- **Source data**
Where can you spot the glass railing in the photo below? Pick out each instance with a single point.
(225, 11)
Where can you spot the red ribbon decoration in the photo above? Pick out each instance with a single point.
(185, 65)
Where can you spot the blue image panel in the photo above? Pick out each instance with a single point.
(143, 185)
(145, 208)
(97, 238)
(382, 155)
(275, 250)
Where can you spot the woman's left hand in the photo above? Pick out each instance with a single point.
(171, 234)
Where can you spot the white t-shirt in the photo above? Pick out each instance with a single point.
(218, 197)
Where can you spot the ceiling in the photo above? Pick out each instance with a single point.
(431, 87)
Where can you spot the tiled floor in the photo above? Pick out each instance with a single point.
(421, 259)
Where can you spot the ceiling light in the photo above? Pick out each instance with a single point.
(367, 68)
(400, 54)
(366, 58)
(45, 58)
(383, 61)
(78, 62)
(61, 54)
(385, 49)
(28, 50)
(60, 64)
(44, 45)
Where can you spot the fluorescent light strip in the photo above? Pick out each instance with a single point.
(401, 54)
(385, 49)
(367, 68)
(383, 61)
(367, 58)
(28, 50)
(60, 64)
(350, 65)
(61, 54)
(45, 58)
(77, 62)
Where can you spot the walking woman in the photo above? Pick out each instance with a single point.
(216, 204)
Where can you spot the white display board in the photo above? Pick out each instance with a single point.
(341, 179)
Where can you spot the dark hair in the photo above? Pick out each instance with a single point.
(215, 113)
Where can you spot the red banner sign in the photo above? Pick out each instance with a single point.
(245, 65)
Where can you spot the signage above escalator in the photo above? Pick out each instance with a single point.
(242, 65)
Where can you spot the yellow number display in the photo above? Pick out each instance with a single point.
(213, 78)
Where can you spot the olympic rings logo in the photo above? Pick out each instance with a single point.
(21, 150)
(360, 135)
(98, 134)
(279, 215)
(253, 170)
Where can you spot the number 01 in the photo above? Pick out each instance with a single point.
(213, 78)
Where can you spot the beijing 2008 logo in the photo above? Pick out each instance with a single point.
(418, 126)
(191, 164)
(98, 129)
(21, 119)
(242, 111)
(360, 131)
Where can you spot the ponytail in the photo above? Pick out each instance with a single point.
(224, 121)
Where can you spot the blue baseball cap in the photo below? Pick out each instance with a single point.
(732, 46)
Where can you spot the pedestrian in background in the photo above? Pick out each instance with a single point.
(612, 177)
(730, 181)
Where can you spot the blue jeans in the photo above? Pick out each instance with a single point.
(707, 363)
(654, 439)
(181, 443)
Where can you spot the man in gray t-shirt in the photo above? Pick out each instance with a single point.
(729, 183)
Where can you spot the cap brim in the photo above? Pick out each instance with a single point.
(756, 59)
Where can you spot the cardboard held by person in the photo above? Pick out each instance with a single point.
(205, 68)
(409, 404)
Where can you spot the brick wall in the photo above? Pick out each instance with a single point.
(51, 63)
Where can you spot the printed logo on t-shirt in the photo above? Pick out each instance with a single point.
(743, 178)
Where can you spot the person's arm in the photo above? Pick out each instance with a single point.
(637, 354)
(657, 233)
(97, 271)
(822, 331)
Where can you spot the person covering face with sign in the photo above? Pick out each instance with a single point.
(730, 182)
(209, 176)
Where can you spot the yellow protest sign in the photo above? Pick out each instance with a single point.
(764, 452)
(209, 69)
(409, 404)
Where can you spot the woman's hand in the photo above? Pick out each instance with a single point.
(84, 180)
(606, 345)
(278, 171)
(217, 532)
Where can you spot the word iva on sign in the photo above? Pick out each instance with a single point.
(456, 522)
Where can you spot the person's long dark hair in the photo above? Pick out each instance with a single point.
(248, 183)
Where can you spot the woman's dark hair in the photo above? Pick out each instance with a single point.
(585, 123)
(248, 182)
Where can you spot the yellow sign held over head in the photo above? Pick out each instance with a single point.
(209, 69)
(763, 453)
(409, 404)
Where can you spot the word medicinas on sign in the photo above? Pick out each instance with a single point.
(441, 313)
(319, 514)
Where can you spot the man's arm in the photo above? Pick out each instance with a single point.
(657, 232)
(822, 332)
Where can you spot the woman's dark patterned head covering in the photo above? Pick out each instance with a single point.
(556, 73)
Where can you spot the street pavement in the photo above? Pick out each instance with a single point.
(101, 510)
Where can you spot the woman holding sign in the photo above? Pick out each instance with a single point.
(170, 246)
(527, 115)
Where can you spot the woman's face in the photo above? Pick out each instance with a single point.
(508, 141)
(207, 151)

- **What you have to do**
Give an exact repetition of all the material.

- **Answer for the task**
Where can you spot the glass railing in the photo below? Pick out each instance with a single point.
(225, 11)
Where can you spot the red ribbon decoration in the photo above? Pick out each instance with a single point.
(185, 65)
Where can you spot the blue image panel in the photo above? Pick out each instance with a single point.
(143, 185)
(145, 208)
(97, 238)
(382, 155)
(275, 250)
Where can you spot the woman's left hand in the photo above? Pick out each instance with a single point.
(171, 234)
Where can you spot the white t-shirt in the photo above? Pick out each instance with a single point.
(218, 197)
Where can you spot the ceiling in the photo above? Pick out each instance with a single point.
(431, 87)
Where can you spot the tiled floor in the photo above? Pick out each instance with a single point.
(421, 259)
Where can you spot the ceiling light in the photo above? Pick out each instance with a single point.
(367, 68)
(400, 54)
(366, 58)
(45, 58)
(383, 61)
(78, 62)
(61, 54)
(385, 49)
(28, 50)
(60, 64)
(44, 45)
Where can you spot the fluorescent light strip in the photo above? Pick out each instance with a single point.
(401, 54)
(385, 49)
(367, 68)
(383, 61)
(367, 58)
(28, 50)
(60, 64)
(350, 65)
(61, 54)
(45, 58)
(77, 62)
Where can you spot the walking woman in the photo above? Pick out each instance with a single point.
(216, 204)
Where can you spot the white display board in the photo above? Pick out each instance with a single point.
(341, 179)
Where can you spot the dark hair in the photo above? Pick out each instance with a single point.
(215, 113)
Where can you spot the red banner sign in the photo above? Pick out each instance with a single point.
(245, 65)
Where can you spot the signage above escalator in the photo above? Pick out each instance with a single point.
(242, 65)
Where can you spot the yellow number display in the photo above? Pick out each instance with a single point.
(213, 78)
Where can you spot the olympic rings logo in the photo above? Pick out each instance with a single point.
(21, 150)
(360, 135)
(98, 134)
(279, 215)
(253, 170)
Where can you spot the number 01 in the photo above? Pick out each instance with a single point.
(213, 78)
Where can you spot the beijing 2008 logo in the photo above? Pick out each instance with a single point.
(418, 126)
(191, 164)
(98, 129)
(21, 119)
(242, 111)
(360, 131)
Where can you spot the ponytail in the photo above? Pick out each instance with a single point.
(224, 121)
Where can you spot the blue baseball cap in the photo below? Pick out each instance with a single point.
(732, 46)
Where can you spot the pedestrian in background in the photo above? Pick out each instance with a single point.
(612, 177)
(730, 181)
Where can you spot the blue jeans in the photo above? Pick out each instance with a single point.
(707, 363)
(654, 439)
(181, 443)
Where can you spot the man in gray t-shirt in the photo above? Pick out each instance with a single point.
(729, 183)
Where can you spot the cap brim in the photo above? Pick out each instance with a single point.
(756, 59)
Where can you spot the cardboard held by person in the photo above? Pick out each instance with a single point.
(205, 68)
(409, 404)
Where can you spot the brick wall in the photo above? Pick out each instance with a single point.
(51, 63)
Where can you spot the printed logo on t-shirt in the photo above? Pick out each instance with a single point.
(743, 178)
Where can you spot the person's arm in the photo above? Pick out each instance with a single point.
(637, 354)
(657, 233)
(97, 271)
(822, 331)
Where can you spot the person covering face with sign in the photo above? Pick out each instance with a single point.
(730, 182)
(209, 176)
Where can you spot the yellow protest sign in the photo above? Pick out each instance with a single point.
(764, 452)
(209, 69)
(409, 404)
Where can you spot the woman's hand in the photo above? Pick out each instance with a single point.
(84, 180)
(606, 345)
(278, 171)
(217, 532)
Where can you spot the word iva on sign in the photo above? Pick out each instance with a single point.
(456, 522)
Where can you spot the person's long dark hair in the photo above? Pick out each instance with a single point.
(248, 183)
Where can you spot the woman's dark hair in the photo above? Pick out each instance with a single point.
(585, 123)
(248, 182)
Where can you spot the yellow sign held over head in the photo above? Pick out each instance with a single point.
(209, 69)
(763, 453)
(409, 404)
Where can you spot the word medicinas on sign in the photo above? Pick out each instance with a single point.
(441, 313)
(319, 514)
Where can you spot the man's arm in the photo above? Pick out each instance with a single point.
(657, 232)
(822, 332)
Where can you spot the woman's dark patterned head covering in the photo above? Pick out each instance with a single point.
(556, 73)
Where can you spot the street pavement in the photo above? Pick out each instance with a single point.
(101, 510)
Where can you spot the woman holding sign in the photo above? Pick out each instance with a single point.
(170, 246)
(527, 115)
Where can you spot the woman's face in the photo above? Pick out each instance with a single point.
(508, 141)
(207, 151)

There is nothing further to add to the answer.